Stored data entries

+-------+

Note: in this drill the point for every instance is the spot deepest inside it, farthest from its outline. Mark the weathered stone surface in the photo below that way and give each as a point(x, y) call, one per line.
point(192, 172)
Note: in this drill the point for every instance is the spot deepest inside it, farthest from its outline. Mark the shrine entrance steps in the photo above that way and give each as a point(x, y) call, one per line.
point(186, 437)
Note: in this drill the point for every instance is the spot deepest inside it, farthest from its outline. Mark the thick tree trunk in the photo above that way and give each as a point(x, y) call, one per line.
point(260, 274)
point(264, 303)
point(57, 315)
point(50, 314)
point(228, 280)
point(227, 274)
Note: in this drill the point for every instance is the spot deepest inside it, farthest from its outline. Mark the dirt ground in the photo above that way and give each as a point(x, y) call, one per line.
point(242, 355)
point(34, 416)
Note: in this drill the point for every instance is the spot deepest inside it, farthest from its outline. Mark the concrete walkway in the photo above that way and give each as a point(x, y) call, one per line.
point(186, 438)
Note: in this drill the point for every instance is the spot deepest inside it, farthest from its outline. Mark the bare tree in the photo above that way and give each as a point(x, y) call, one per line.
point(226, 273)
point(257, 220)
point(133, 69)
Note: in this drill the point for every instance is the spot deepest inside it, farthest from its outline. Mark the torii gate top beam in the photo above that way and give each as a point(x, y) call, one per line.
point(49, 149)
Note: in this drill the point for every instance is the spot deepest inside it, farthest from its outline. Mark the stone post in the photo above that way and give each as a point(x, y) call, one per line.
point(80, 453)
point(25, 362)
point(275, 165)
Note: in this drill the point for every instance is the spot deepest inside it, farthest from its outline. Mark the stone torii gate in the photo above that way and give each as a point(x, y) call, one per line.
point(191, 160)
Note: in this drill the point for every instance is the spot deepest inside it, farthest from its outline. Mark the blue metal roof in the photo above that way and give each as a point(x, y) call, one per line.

+-------+

## EXERCISE GOAL
Write each record out again exactly.

## RESPONSE AREA
Note: in this drill the point for every instance is the spot deepest inside it, farthest from its outline. Mark the weathered stone surface in the photo below that way and give each as a point(x, y) call, one per line.
point(192, 172)
Note: in this drill the point for every instance is the spot deepest inside it, farthest from its outline. Mark the shrine entrance steps in the photo above that way and give each as a point(x, y) call, one per line.
point(186, 437)
Note: in this drill the point for every instance is the spot deepest inside it, farthest from its outline. Mark the thick tree trunk in the photo above that way and give each as a point(x, y) call, one per line.
point(260, 274)
point(264, 303)
point(57, 315)
point(50, 314)
point(228, 280)
point(227, 274)
Note: in this drill the point for every instance is the spot deepest inside it, farthest from its outline. Mark the dirt ground in the photo above that way and give each as a point(x, y) call, one per line.
point(242, 355)
point(34, 416)
Note: in this drill the point for every instance is the spot deepest inside it, farthest from its outline. Mark the concrete walkway in the photo above that way and give each as a point(x, y) call, one per line.
point(186, 438)
Note: in this drill the point for every instance is the spot deepest inside it, farthest from its outline. Mark the bare tree in the photo above that way and give each as a point(x, y) call, one per line.
point(226, 273)
point(257, 220)
point(133, 69)
Note: in this drill the point for every instance is the spot deepest inside it, farthest from its outline. Mark the torii gate top beam in the photo above that way and give each as a point(x, y) call, one per line.
point(49, 149)
Note: in this drill the point for every instance is the spot deepest inside it, farthest from its outline. Mark the stone post in the photo above that way and give each as a point(x, y) call, one per line.
point(80, 453)
point(25, 362)
point(275, 165)
Note: in this drill the point for every instance is the spot deepest inside it, farthest from its outline. Mark the stone torii gate in the photo above that way and give each as a point(x, y) call, one per line.
point(191, 160)
Note: in this drill the point for every instance is the spot deepest inside it, farthest from its outline. Mark the blue metal roof in the photo above that way and give each as a point(x, y) call, one per line.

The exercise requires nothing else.